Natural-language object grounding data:
******
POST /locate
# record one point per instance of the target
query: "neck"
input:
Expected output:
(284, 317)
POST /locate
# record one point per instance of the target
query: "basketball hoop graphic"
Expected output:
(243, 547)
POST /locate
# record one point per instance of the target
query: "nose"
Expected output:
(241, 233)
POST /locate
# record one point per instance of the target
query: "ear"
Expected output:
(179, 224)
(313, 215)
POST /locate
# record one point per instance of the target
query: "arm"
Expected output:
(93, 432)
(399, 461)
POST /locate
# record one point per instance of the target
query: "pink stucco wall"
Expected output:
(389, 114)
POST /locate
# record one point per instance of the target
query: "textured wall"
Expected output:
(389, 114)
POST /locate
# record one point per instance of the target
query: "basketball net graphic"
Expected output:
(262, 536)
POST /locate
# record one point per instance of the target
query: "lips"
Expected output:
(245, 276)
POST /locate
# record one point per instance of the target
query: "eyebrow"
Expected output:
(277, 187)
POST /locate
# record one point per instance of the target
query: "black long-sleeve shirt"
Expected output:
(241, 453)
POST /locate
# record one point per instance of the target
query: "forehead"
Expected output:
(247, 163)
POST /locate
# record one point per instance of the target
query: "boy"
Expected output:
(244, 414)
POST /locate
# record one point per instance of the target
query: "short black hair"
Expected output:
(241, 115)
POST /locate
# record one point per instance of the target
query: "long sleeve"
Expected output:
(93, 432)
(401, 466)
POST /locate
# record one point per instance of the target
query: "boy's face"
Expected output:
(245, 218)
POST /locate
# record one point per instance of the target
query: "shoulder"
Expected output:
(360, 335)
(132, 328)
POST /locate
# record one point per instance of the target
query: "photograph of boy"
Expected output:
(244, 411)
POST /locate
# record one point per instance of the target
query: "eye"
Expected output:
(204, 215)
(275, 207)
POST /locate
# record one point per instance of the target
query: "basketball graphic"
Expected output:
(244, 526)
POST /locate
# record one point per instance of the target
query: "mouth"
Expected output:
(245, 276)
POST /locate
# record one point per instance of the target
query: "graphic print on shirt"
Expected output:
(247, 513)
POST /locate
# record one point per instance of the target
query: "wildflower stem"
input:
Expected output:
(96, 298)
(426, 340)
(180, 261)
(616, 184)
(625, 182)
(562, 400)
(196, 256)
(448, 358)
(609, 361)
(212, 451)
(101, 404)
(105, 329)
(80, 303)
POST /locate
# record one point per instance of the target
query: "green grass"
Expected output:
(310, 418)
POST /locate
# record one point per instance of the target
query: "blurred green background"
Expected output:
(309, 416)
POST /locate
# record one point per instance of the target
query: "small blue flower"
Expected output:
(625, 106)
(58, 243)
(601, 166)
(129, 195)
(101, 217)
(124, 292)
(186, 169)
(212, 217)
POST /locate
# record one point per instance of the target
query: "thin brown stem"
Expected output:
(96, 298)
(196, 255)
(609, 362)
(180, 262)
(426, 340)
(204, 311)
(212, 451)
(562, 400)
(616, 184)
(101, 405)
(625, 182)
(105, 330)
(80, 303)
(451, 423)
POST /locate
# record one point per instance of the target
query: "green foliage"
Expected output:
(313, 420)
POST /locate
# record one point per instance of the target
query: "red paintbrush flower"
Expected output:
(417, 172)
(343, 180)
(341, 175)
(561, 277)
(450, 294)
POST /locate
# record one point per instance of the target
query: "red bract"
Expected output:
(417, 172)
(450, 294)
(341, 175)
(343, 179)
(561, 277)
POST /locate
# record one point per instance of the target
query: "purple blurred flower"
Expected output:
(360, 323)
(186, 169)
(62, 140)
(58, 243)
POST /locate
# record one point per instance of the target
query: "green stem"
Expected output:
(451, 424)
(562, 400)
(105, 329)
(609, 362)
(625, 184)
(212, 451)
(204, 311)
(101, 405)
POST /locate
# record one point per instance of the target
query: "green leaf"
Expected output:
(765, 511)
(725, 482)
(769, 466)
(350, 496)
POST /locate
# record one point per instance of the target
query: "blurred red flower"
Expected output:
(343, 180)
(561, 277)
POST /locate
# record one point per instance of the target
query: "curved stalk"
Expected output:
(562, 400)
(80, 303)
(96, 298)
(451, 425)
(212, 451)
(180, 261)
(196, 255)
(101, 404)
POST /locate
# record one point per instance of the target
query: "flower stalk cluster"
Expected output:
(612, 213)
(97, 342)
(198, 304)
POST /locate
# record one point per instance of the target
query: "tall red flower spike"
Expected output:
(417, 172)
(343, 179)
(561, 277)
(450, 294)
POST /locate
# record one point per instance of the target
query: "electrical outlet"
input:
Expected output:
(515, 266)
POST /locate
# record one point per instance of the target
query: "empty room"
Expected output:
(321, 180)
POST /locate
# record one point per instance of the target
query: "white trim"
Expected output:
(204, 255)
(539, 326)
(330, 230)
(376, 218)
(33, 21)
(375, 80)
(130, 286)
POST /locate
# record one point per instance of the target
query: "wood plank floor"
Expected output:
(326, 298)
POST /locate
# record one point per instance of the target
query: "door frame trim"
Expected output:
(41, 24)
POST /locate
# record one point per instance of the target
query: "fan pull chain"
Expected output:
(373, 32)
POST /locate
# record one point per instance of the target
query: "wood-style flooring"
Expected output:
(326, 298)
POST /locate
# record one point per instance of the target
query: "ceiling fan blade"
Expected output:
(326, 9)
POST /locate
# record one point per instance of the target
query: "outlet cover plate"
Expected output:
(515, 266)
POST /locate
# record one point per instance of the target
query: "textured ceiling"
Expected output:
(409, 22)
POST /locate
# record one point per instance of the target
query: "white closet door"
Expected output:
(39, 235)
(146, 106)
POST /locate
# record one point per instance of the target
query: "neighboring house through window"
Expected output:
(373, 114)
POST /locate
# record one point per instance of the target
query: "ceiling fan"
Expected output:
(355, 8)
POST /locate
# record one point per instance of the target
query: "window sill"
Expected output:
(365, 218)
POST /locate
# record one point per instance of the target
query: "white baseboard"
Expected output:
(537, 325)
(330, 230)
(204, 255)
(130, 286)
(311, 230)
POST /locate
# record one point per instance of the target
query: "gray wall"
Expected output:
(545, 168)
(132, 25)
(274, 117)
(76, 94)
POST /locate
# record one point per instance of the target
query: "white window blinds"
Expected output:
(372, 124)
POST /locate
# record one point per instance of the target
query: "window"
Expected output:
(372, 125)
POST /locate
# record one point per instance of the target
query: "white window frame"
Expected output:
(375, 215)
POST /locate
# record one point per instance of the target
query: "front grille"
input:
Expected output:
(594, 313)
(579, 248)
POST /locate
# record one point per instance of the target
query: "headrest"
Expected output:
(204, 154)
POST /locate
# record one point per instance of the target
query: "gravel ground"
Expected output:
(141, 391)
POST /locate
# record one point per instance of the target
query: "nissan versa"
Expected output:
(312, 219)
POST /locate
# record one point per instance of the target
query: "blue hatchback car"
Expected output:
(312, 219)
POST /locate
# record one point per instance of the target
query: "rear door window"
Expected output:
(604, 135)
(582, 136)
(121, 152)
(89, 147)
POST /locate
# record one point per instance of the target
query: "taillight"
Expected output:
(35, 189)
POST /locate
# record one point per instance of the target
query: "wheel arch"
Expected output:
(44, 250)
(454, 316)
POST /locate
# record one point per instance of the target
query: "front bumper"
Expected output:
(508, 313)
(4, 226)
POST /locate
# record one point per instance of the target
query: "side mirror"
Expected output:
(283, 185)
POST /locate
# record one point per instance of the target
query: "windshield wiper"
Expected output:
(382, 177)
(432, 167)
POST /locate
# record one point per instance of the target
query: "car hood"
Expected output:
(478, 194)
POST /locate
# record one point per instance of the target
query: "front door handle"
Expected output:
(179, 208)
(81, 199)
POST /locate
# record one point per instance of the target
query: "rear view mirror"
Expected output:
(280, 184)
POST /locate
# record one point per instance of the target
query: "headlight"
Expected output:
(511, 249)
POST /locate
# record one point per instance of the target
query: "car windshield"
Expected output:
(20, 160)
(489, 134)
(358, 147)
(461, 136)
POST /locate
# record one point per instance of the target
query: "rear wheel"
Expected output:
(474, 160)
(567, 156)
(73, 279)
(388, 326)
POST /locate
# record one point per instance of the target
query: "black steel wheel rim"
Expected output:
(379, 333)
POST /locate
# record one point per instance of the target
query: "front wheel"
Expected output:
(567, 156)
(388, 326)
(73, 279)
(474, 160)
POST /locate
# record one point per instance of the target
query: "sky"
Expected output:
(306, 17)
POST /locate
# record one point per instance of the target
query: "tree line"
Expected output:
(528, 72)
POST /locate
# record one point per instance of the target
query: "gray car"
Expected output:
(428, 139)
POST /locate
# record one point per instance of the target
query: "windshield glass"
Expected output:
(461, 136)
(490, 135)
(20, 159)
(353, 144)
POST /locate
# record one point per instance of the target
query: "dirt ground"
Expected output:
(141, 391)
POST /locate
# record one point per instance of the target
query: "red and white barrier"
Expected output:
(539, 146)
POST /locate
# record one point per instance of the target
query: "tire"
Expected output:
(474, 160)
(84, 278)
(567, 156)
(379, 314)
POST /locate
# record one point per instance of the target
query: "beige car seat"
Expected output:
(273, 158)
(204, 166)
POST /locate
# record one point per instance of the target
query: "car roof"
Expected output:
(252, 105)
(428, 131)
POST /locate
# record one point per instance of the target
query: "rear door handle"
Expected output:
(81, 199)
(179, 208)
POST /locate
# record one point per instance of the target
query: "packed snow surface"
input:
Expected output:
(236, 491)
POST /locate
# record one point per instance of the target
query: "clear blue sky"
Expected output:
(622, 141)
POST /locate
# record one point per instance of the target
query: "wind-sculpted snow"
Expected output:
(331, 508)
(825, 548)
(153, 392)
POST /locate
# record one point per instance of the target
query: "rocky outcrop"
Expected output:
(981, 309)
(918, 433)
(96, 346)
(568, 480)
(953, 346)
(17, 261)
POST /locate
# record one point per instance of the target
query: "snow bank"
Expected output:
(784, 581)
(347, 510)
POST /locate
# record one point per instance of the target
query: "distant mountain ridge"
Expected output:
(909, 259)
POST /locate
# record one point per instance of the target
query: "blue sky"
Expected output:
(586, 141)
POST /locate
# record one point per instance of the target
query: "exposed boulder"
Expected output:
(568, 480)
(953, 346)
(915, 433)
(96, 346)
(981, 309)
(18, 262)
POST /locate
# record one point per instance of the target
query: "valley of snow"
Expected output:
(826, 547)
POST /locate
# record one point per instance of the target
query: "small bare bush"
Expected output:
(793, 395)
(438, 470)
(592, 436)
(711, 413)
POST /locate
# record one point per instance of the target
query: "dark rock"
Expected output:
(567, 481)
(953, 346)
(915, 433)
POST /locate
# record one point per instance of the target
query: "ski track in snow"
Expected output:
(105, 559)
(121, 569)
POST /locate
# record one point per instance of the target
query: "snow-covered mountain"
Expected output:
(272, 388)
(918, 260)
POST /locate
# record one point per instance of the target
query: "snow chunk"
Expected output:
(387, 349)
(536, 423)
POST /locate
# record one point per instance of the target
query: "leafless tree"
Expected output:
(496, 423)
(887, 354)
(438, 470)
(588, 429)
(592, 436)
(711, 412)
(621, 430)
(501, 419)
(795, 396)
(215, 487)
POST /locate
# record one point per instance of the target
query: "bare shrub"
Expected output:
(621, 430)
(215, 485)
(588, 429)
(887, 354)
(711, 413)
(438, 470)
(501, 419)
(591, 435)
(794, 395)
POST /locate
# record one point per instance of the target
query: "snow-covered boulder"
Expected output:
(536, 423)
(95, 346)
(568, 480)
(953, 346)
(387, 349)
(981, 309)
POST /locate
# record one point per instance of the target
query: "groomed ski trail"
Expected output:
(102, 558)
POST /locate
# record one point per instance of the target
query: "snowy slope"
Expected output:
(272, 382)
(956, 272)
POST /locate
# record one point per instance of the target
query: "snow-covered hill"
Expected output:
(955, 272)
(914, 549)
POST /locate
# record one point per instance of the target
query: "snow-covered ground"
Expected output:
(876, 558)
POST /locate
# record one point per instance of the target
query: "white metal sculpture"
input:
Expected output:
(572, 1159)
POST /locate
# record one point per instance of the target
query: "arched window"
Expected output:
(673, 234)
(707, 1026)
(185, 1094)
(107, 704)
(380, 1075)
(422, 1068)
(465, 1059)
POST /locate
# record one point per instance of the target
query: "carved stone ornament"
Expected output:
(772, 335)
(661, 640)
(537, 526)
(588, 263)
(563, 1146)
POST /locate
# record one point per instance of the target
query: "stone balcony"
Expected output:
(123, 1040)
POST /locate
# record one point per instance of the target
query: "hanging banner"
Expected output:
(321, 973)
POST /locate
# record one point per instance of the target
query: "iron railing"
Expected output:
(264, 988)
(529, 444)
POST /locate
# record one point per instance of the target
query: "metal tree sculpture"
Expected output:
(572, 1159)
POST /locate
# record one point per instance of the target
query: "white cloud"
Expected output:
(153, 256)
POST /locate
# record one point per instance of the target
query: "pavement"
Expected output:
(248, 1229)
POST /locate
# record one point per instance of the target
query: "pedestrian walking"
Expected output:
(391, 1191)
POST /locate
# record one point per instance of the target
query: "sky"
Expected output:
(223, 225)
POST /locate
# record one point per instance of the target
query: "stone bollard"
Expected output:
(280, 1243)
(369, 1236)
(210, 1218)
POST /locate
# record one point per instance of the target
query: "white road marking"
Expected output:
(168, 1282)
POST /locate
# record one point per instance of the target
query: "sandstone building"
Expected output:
******
### To do
Check each line of the data above, and please copy the ones in which the string "trim" occurs.

### Answer to the problem
query: "white trim"
query: "door frame trim"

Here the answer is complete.